* **SHORT PROBLEM**: Reproduce verbatim the lines of the listing below, from the line with "trace: ribbed green" up to and including the line with "[[[39,345],[32,329],[0,289],[0,344]]]".

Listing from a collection
_____

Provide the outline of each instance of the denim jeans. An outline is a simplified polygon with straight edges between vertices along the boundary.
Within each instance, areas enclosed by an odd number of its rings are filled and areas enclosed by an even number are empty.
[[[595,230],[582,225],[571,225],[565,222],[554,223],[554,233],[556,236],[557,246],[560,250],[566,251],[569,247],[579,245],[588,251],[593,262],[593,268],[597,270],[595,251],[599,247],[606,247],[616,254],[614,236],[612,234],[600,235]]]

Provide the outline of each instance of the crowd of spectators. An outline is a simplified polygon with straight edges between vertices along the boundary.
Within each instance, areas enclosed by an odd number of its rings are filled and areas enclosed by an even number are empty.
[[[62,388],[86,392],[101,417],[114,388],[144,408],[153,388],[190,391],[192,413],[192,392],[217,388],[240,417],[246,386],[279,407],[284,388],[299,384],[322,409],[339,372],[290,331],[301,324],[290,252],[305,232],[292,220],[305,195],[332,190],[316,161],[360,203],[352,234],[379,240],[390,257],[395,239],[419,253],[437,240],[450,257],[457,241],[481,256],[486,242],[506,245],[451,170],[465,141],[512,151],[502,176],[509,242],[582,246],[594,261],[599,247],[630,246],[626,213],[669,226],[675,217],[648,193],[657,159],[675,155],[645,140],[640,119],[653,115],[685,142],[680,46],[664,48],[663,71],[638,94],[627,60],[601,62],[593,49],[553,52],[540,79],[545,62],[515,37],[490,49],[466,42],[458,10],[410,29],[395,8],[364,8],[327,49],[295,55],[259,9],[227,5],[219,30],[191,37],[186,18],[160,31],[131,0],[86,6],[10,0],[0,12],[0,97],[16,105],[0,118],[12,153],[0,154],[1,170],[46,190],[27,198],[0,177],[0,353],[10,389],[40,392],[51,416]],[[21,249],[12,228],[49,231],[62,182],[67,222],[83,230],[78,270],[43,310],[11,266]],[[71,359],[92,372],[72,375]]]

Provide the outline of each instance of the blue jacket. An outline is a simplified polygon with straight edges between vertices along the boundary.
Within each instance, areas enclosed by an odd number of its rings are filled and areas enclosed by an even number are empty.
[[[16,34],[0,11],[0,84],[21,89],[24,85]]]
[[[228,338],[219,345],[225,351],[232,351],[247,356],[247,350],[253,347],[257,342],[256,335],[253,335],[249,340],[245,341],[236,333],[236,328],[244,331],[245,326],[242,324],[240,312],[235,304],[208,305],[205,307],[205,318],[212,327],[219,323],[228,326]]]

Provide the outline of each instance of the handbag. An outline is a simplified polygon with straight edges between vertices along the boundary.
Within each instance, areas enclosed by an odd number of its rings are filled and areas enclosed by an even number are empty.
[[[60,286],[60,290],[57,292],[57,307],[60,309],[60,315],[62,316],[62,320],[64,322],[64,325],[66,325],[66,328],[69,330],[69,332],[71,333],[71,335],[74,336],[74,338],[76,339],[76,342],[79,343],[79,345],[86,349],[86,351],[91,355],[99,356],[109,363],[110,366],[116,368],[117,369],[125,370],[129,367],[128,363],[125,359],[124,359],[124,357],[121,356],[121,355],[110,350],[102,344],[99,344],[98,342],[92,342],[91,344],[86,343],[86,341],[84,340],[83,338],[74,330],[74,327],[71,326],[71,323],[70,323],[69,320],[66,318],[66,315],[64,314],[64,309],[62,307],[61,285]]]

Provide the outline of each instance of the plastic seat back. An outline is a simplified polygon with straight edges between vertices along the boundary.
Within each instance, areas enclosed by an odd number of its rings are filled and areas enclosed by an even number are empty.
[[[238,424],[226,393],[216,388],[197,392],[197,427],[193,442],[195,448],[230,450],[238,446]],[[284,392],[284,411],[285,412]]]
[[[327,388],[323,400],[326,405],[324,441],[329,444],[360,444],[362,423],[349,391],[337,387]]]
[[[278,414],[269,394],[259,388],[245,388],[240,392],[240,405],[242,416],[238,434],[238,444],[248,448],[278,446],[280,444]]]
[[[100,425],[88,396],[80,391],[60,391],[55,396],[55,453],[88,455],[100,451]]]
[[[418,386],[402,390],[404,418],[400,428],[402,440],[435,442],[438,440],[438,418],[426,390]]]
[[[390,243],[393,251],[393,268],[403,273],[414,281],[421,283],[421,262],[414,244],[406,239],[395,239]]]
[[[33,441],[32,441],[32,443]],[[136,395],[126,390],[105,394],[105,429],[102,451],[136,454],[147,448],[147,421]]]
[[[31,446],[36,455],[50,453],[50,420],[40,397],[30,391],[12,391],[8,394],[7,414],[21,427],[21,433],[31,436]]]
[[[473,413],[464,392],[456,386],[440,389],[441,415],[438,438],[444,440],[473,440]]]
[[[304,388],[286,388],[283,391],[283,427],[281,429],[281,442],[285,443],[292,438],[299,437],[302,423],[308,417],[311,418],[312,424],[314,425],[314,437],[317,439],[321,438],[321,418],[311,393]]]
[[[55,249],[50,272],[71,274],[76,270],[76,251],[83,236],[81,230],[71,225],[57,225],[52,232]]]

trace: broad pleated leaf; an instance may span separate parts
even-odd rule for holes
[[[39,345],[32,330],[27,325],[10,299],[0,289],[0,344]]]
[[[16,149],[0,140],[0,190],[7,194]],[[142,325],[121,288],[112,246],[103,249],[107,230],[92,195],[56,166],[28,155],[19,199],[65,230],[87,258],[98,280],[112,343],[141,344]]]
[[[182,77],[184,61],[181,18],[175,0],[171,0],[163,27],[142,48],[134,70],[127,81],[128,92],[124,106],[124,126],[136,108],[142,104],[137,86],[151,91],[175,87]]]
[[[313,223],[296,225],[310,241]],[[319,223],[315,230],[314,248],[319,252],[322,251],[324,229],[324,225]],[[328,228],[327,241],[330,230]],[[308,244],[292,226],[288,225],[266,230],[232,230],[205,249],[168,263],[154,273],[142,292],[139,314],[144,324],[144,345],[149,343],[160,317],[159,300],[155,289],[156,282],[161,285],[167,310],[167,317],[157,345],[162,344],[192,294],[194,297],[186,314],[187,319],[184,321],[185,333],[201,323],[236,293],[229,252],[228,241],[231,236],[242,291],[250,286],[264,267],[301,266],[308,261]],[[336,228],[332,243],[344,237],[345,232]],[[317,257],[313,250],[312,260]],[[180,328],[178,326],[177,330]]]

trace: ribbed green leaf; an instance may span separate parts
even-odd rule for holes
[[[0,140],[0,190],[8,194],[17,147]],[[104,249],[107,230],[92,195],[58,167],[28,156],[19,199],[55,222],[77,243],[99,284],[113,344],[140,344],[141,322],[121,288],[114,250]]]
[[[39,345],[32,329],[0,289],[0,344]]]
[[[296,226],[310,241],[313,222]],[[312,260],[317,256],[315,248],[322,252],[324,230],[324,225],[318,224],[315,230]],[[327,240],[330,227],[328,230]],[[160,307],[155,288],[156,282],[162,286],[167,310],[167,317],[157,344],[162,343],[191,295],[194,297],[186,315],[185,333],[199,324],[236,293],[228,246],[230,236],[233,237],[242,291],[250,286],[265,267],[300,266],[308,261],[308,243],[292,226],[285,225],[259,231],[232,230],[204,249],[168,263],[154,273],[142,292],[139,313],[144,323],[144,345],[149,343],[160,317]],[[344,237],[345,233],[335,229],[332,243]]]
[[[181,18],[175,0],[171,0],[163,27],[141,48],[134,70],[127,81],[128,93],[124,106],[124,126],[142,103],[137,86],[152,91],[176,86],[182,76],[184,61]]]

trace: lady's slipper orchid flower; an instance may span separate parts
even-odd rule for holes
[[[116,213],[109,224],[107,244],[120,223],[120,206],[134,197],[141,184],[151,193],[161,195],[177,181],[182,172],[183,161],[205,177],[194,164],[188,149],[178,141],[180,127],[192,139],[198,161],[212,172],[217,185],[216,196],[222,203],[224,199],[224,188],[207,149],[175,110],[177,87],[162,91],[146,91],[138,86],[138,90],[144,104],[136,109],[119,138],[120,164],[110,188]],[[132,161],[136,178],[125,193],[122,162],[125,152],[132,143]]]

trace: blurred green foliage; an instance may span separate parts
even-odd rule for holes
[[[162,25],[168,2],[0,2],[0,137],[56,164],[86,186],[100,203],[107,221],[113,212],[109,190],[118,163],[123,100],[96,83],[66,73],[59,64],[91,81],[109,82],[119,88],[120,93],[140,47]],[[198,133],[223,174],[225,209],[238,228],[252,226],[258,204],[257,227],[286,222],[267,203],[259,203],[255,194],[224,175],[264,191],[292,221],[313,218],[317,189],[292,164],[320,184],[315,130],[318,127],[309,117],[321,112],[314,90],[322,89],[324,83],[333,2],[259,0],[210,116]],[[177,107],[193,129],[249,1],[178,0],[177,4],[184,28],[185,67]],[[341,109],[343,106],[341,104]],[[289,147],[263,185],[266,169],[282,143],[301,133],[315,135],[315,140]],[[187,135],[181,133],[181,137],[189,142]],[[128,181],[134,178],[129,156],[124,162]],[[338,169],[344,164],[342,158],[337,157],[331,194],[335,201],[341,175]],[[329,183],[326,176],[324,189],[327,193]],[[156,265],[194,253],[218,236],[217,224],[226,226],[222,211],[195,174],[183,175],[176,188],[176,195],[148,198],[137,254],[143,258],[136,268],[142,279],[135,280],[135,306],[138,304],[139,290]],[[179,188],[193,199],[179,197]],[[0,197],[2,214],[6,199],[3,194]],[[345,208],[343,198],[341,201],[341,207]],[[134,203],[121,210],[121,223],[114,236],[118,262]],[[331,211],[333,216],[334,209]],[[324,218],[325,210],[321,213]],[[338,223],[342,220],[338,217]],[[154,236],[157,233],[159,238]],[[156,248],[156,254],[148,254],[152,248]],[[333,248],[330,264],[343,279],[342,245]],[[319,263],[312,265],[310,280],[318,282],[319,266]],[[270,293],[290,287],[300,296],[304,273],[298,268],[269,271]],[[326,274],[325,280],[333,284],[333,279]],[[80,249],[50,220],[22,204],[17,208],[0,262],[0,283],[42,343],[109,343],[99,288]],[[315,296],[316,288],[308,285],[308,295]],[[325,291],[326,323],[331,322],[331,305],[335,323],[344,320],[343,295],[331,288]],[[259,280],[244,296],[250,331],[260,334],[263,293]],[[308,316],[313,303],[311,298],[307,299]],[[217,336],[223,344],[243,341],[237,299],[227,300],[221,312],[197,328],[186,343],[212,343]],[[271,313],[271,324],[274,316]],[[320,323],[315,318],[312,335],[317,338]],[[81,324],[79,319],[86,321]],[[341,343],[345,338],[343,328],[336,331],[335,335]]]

_____

* **EXERCISE OUTPUT**:
trace: ribbed green leaf; an instance may span separate parts
even-odd rule for holes
[[[0,140],[0,190],[8,194],[17,147]],[[104,249],[107,230],[92,195],[58,167],[28,156],[19,199],[55,222],[77,243],[99,284],[113,344],[140,344],[141,322],[121,288],[114,250]]]
[[[39,345],[32,329],[0,289],[0,344]]]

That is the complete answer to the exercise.